**Exercise directions**.
Carry on the South Carolina bill on the limitation period from the point where it ends.

**Extract provided**.
Be it enacted by the General Assembly of the State of South Carolina:
Limitation period reduced
SECTION 1. Section 15-3-530 of the 1976 Code is amended to read:
Section 15-3-530. Within three years:
(1) an action upon a contract, obligation, or liability, express or implied, excepting those provided for in Section 15-3-520;
(2) an action upon a liability created by statute other than a penalty or forfeiture;
(3) an action for trespass upon or damage to real property;
(4) an action for taking, detaining, or injuring any goods or chattels including an action for the specific recovery of personal property;
(5) an action for any injury to the person or rights of another, not arising on contract and not enumerated by law, and those provided for in Section 15-3-545;
(6) an action under Sections 15-51-10 to 15-51-60 for death by wrongful act, the period to begin to run upon the death of the person on account of whose death the action is brought;
(7) any action for relief on the ground of fraud in cases which prior to the adoption of the Code of Civil Procedure in 1870 were solely cognizable by the court of chancery, the cause of action in the case not considered to have accrued until the discovery by the aggrieved party of the facts constituting the fraud;
(8) an action on any policy of insurance, either fire or life, whereby any person or property, resident or situate in this State, may be or may have been insured, or for or on account of any loss arising under the policy, any clause, condition, or limitation contained in the policy to the contrary notwithstanding; and
(9) an action against directors or stockholders of a monied corporation or a banking association to recover a penalty or forfeiture imposed or to enforce a liability created by law, the cause of action in the case not considered to have accrued until the discovery by the aggrieved party of the facts upon which the penalty or forfeiture attached or the liability was created, unless otherwise provided in the law under which the corporation is organized.

**The data**.
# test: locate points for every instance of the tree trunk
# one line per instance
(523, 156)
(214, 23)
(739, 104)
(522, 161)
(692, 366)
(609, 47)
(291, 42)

**Exercise answer**.
Statute of limitations
SECTION 2. Section 15-3-535 of the 1976 Code is amended to read:
Section 15-3-535. Except as to actions initiated under Section 15-3-545, all actions initiated under Section 15-3-530(5) must be commenced within three years after the person knew or by the exercise of reasonable diligence should have known that he had a cause of action.
Three years to bring certain actions and tolling period for minority
SECTION 3. Section 15-3-545 of the 1976 Code is amended to read:
Section 15-3-545. (A) In any action, other than actions controlled by subsection (B), to recover damages for injury to the person arising out of any medical, surgical, or dental treatment, omission, or operation by any licensed health care provider as defined in Article 5, Chapter 79, Title 38 acting within the scope of his profession must be commenced within three years from the date of the treatment, omission, or operation giving rise to the cause of action or three years from date of discovery or when it reasonably ought to have been discovered, not to exceed six years from date of occurrence, or as tolled by this section.
(B) When the action is for damages arising out of the placement and inadvertent, accidental, or unintentional leaving of a foreign object in the body or person of any one or the negligent placement of any appliance or apparatus in or upon any such person by any licensed health care provider acting within the scope of his profession by reason of any medical, surgical, or dental treatment or operation, the action must be commenced within two years from date of discovery or when it reasonably ought to have been discovered; provided, that, in no event shall there be a limitation on the commencement of the action less than three years after the placement or leaving of the appliance or apparatus.
(C) The provisions of this section apply only to causes of action which arise after June 10, 1977, and, as to causes of action which arise prior to June 10, 1977, the statute of limitations existing prior to June 10, 1977, applies.
(D) Notwithstanding the provisions of Section 15-3-40, if a person entitled to bring an action against a licensed health care provider acting within the scope of his profession is under the age of majority at the date of the treatment, omission, or operation giving rise to the cause of action, the time period or periods limiting filing of the action are not tolled for a period of more than seven years on account of minority, and in any case more than one year after the disability ceases. Such time limitation is tolled for minors for any period during which parent or guardian and defendant s insurer or health care provider have committed fraud or collusion in the failure to bring an action on behalf of the injured minor.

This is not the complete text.